Required work =>
• 1. Write out the passage of the G-Sync discussion below that opens with the words containing "G-Sync doesn't change" and closes with "the G-Sync treatment.".
• 2. Using the G-Sync discussion below, decide whether each statement agrees with it. Answer yes or no, and quote the words of the discussion that settle each one. (a) G-Sync will give a PC more FPS. (b) The writer can get over 200fps in Warthunder with an R9 290 Tri-x. (c) The writer is sure IPS monitors will get G-Sync.
• 3. Carry on the G-Sync discussion below, picking up after its final sentence.

Given text =>
———
They match the monitor refresh rate to your graphics card output. So you get a nice smooth experience I think better then V-Sync and without the problems of V-Sync. I think they might only be in 1080p monitors now but I'm sure 1440p will just be round the corner.

G-Sync doesn't change the fact that the PC still can't produce 60 FPS. It isn't going to magically give you more FPS, just a smoother, lag-free gaming experience if your GPU isn't capable of a consistent 60 FPS.


Which is ultimately what the OP wants I think. I found with Warthunder I can get over 200fps with my R9 290 Tri-x, but on my 60Hz monitor it still looked a bit choppy with the screen tear. I switch on V-Sync and like magic I get a much smoother, enjoyable experience at 60FPS, also my card does not have to work so hard. And what the other dude said, I agree that an IPS monitor looks brilliant compared to a TN but I don't know if they will be getting the G-Sync treatment.
———
Given information =>
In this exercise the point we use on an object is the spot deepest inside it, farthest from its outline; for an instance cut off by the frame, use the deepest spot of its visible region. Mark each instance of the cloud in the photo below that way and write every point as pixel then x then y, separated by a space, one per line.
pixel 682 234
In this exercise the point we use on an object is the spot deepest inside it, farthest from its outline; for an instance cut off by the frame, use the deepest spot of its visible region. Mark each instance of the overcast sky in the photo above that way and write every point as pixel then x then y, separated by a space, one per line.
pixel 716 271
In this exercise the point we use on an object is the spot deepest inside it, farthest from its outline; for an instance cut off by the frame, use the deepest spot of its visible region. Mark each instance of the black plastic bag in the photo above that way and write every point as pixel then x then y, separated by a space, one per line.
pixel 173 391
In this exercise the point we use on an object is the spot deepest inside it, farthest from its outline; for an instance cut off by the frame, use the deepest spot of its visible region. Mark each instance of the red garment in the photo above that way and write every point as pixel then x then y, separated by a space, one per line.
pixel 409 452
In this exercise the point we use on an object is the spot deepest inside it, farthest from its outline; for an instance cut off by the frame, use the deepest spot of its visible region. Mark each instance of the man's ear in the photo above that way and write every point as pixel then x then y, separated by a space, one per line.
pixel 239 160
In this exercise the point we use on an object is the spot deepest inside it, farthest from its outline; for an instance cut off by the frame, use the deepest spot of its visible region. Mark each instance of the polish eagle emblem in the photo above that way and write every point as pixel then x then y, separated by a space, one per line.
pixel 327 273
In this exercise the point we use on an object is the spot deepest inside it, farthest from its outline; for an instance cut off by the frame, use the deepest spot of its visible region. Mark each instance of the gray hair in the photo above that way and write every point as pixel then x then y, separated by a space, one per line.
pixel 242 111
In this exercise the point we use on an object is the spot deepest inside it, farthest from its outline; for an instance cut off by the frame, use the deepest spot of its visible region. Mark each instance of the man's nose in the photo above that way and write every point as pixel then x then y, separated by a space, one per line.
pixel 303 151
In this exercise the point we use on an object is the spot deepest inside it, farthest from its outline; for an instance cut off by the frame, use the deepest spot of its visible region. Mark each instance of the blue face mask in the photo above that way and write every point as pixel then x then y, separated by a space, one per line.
———
Task responses =>
• 1.
G-Sync doesn't change the fact that the PC still can't produce 60 FPS. It isn't going to magically give you more FPS, just a smoother, lag-free gaming experience if your GPU isn't capable of a consistent 60 FPS.


Which is ultimately what the OP wants I think. I found with Warthunder I can get over 200fps with my R9 290 Tri-x, but on my 60Hz monitor it still looked a bit choppy with the screen tear. I switch on V-Sync and like magic I get a much smoother, enjoyable experience at 60FPS, also my card does not have to work so hard. And what the other dude said, I agree that an IPS monitor looks brilliant compared to a TN but I don't know if they will be getting the G-Sync treatment.

• 2.
(a) No: "It isn't going to magically give you more FPS"
(b) Yes: "I found with Warthunder I can get over 200fps with my R9 290 Tri-x"
(c) No: "I don't know if they will be getting the G-Sync treatment"

• 3.
Personally I would have 2 monitors, 1 x 1440p IPS for work and HD films etc, as well as RTS and slow paced games. And then a blazing fast 144Hz 1080p TN monitor with G-Sync for fast twitchy FPS shooters.


Well I will be getting a 1440p IPS monitor with 5ms, but I am also keeping my 1080p TN 2ms monitor. It's no 144Hz 1080p, 1ms, G-sync, but it should do if I need to play fast paced games. In my case though, say I get 60fps in a game, if I turned on V-sync it would drop it to ~30fps though?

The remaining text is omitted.